- **Task prompt**:
Where does the word "patio" appear in the data? Copy every line that holds it.

--- Provided data ---

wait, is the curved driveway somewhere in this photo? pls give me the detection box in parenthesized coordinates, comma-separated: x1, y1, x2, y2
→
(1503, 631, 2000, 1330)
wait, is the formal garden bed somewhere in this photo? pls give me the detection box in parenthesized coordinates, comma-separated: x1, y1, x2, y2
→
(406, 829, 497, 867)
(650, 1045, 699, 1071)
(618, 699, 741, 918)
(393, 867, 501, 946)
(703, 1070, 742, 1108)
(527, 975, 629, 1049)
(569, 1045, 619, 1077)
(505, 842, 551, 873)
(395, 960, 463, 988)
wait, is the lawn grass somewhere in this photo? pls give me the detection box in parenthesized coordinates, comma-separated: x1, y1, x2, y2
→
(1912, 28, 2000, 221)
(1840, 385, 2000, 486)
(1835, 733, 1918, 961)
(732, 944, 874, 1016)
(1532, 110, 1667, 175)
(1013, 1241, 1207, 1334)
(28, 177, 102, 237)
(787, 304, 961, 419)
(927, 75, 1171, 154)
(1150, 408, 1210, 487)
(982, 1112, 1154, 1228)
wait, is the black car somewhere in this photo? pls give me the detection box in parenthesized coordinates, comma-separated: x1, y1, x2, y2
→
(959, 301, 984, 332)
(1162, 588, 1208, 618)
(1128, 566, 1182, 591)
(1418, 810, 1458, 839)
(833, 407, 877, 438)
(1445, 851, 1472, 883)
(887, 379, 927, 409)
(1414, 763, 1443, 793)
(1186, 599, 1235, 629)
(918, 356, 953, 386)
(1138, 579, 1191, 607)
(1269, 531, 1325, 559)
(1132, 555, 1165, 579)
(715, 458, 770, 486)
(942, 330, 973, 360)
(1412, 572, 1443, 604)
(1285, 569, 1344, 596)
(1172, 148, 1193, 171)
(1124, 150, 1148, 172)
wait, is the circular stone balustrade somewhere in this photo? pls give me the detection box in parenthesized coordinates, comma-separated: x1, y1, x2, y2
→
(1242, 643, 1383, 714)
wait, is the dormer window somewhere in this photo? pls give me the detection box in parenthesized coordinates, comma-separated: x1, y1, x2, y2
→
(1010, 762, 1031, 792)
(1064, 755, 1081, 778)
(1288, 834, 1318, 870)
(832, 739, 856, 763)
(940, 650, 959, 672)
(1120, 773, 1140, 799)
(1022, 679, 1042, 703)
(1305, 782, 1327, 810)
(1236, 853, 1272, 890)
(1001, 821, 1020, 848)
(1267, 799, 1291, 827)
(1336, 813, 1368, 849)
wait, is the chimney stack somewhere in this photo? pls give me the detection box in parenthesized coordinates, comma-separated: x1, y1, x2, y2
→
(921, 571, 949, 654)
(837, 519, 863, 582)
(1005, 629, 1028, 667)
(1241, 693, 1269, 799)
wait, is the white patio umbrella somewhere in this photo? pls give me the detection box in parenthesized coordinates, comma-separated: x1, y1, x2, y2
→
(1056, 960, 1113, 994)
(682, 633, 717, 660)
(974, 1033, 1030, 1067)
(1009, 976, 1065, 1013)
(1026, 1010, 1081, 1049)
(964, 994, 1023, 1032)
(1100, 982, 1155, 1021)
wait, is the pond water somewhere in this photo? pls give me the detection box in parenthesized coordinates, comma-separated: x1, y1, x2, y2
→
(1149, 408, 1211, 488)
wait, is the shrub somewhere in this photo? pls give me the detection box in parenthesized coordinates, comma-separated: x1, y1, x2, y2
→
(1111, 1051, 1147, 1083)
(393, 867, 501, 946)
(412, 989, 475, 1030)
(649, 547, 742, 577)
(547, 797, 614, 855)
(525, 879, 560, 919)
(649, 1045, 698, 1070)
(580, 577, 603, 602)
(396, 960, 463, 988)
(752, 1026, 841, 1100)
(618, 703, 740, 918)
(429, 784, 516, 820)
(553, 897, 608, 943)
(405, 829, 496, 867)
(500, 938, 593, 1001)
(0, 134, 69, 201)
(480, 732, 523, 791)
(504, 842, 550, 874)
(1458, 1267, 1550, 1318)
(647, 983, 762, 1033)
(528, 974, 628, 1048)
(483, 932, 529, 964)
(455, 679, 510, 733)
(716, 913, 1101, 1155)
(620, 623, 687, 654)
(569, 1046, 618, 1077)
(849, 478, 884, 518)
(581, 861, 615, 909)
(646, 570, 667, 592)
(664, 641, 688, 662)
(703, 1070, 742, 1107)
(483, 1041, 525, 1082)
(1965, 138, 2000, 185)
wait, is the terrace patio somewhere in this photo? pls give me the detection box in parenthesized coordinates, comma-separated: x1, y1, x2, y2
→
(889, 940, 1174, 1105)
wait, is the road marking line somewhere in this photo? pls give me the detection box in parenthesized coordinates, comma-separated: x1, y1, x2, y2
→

---

- **Solution**:
wait, is the white patio umbrella somewhere in this photo? pls give me the detection box in parenthesized coordinates, comma-separated: x1, y1, x2, y2
wait, is the terrace patio somewhere in this photo? pls give me the detection box in parenthesized coordinates, comma-separated: x1, y1, x2, y2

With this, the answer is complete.